# [Exercise details]
Count the lines in the items below that contain the string "engine", treating uppercase and lowercase as different. Give only the number.

# [Detection annotation records]

********

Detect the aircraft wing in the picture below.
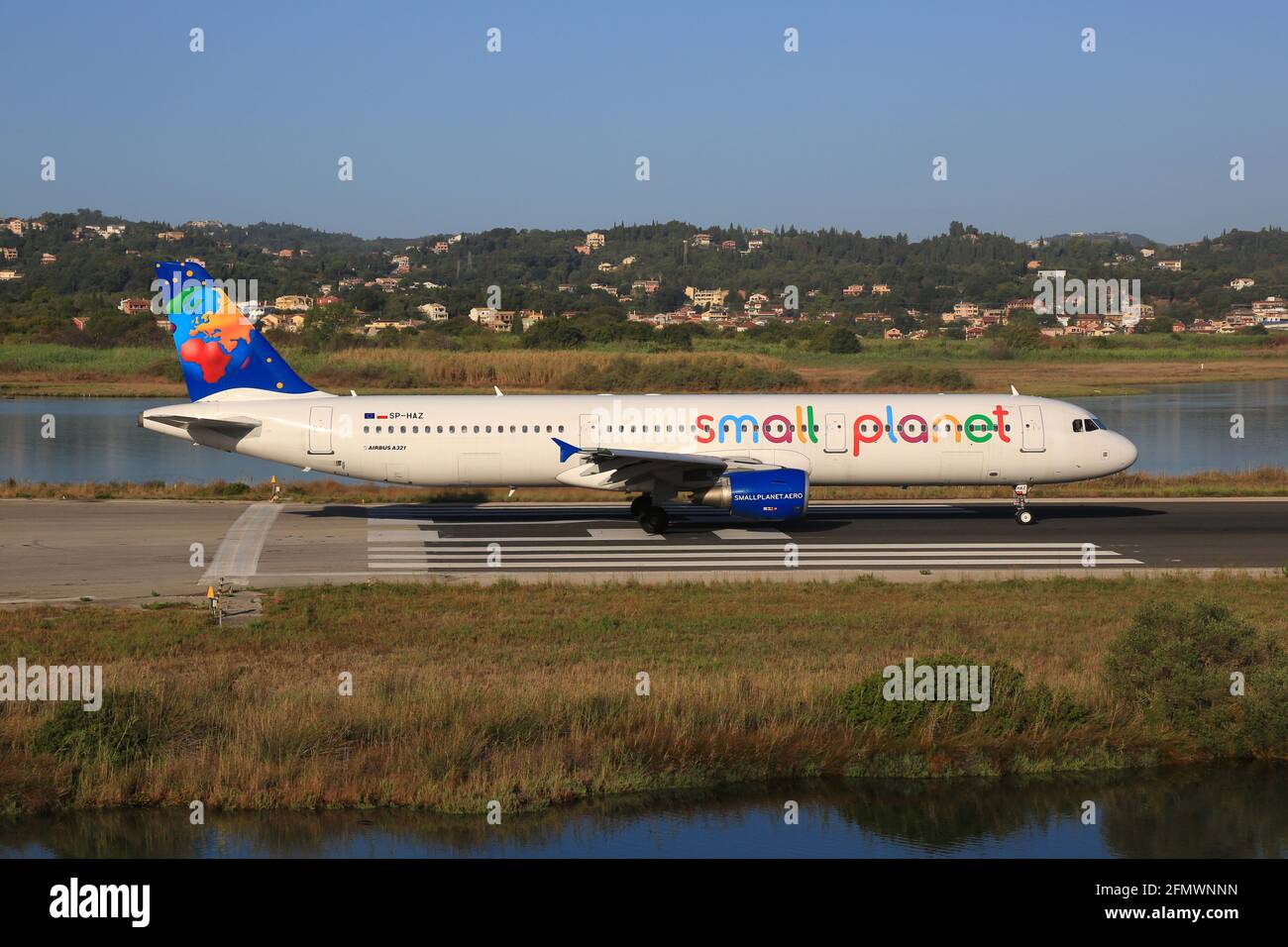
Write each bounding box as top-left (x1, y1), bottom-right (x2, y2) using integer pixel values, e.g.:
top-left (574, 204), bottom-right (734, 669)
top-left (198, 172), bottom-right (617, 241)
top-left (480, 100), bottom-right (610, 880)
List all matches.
top-left (550, 437), bottom-right (778, 489)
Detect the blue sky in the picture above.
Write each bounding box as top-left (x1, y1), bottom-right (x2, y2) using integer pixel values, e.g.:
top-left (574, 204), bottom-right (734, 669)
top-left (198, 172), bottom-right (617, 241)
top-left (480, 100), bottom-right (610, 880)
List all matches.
top-left (0, 0), bottom-right (1288, 241)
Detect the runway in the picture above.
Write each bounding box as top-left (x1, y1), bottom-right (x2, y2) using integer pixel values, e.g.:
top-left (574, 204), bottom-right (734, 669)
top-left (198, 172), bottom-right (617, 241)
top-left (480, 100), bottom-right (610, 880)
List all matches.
top-left (0, 500), bottom-right (1288, 604)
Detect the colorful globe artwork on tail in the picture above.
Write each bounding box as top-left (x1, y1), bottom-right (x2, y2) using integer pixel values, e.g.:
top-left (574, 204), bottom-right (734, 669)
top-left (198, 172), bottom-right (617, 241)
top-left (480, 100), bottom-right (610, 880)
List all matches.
top-left (156, 261), bottom-right (316, 401)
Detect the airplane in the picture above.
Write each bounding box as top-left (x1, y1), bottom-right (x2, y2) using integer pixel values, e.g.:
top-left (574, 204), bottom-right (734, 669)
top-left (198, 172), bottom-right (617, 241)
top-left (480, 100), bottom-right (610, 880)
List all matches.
top-left (138, 261), bottom-right (1136, 533)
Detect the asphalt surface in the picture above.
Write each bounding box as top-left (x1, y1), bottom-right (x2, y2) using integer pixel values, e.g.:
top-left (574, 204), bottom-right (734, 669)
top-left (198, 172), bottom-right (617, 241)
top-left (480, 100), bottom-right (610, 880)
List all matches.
top-left (0, 500), bottom-right (1288, 604)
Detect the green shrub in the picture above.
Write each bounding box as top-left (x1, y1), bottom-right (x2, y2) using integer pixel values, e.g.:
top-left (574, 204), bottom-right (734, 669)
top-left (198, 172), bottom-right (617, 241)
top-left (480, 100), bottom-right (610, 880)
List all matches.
top-left (31, 690), bottom-right (158, 767)
top-left (864, 364), bottom-right (975, 391)
top-left (1105, 600), bottom-right (1288, 751)
top-left (841, 655), bottom-right (1091, 738)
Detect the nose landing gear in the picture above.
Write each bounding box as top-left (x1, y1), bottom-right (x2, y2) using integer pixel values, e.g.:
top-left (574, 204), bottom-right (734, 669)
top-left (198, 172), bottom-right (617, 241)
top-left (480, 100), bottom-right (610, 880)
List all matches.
top-left (1015, 483), bottom-right (1034, 526)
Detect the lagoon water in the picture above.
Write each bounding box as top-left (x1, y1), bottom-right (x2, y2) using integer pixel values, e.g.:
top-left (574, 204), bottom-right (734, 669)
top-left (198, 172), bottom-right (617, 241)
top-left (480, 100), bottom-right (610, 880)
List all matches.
top-left (0, 380), bottom-right (1288, 483)
top-left (0, 763), bottom-right (1288, 858)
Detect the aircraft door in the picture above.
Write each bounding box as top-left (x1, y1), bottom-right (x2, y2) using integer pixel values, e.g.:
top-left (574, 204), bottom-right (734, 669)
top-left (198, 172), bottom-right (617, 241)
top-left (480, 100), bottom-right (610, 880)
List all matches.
top-left (823, 415), bottom-right (845, 454)
top-left (577, 415), bottom-right (599, 447)
top-left (309, 407), bottom-right (335, 454)
top-left (1020, 404), bottom-right (1046, 454)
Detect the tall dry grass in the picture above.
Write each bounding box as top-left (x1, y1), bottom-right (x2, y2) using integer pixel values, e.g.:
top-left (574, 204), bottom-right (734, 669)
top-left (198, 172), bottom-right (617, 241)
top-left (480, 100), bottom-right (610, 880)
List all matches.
top-left (0, 575), bottom-right (1288, 811)
top-left (0, 467), bottom-right (1288, 504)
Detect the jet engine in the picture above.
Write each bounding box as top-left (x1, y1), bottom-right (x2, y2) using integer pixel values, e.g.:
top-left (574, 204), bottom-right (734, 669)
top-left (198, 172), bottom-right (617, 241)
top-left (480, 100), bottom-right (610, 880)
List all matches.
top-left (693, 469), bottom-right (808, 520)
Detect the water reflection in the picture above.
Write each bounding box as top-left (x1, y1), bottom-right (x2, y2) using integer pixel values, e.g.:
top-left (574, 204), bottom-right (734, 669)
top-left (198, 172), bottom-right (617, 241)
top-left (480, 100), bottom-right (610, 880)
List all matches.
top-left (0, 764), bottom-right (1288, 858)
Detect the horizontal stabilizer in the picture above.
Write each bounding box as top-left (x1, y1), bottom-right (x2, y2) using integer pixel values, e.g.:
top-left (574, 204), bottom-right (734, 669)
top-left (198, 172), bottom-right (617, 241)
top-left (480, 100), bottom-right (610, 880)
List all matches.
top-left (139, 415), bottom-right (261, 437)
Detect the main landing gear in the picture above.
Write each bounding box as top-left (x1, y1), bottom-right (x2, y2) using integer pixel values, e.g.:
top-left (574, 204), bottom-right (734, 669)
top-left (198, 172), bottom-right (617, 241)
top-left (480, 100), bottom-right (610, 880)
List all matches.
top-left (631, 493), bottom-right (671, 536)
top-left (1015, 483), bottom-right (1033, 526)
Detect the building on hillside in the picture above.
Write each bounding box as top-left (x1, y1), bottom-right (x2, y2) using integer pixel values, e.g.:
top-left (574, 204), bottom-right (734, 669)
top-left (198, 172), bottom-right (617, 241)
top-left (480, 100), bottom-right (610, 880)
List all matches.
top-left (684, 286), bottom-right (729, 308)
top-left (116, 297), bottom-right (152, 316)
top-left (364, 320), bottom-right (425, 335)
top-left (273, 296), bottom-right (313, 312)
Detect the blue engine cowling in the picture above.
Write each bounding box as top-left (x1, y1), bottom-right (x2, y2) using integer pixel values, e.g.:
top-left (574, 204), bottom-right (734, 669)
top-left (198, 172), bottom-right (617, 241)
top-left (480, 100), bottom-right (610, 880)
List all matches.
top-left (693, 471), bottom-right (808, 520)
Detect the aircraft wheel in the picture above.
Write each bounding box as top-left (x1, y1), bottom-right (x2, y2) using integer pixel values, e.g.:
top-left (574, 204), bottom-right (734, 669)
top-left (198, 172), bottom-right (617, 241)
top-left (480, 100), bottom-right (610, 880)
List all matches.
top-left (640, 506), bottom-right (671, 536)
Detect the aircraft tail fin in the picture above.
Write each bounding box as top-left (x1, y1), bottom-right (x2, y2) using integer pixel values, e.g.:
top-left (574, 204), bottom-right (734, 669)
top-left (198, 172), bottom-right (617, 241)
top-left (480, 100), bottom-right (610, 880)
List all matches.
top-left (156, 261), bottom-right (317, 401)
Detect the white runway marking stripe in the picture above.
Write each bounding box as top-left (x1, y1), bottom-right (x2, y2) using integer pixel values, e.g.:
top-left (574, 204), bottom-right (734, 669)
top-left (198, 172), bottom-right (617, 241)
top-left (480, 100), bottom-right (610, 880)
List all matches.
top-left (368, 557), bottom-right (1143, 573)
top-left (371, 543), bottom-right (1118, 556)
top-left (201, 501), bottom-right (282, 583)
top-left (368, 536), bottom-right (1143, 573)
top-left (585, 526), bottom-right (664, 543)
top-left (368, 546), bottom-right (1134, 562)
top-left (715, 528), bottom-right (790, 540)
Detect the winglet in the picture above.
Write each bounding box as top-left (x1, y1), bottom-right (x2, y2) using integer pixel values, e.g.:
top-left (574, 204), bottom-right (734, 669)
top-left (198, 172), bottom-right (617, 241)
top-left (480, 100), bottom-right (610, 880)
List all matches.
top-left (550, 437), bottom-right (581, 464)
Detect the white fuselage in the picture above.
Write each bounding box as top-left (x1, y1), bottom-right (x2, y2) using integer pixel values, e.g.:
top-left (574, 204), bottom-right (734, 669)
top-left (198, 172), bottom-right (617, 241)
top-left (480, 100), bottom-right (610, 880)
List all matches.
top-left (139, 389), bottom-right (1136, 488)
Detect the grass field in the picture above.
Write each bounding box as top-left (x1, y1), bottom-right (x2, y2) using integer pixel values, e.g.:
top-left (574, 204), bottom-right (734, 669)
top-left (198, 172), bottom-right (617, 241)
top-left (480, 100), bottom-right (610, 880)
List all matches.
top-left (0, 467), bottom-right (1288, 502)
top-left (0, 336), bottom-right (1288, 398)
top-left (0, 575), bottom-right (1288, 811)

********

# [Solution]
2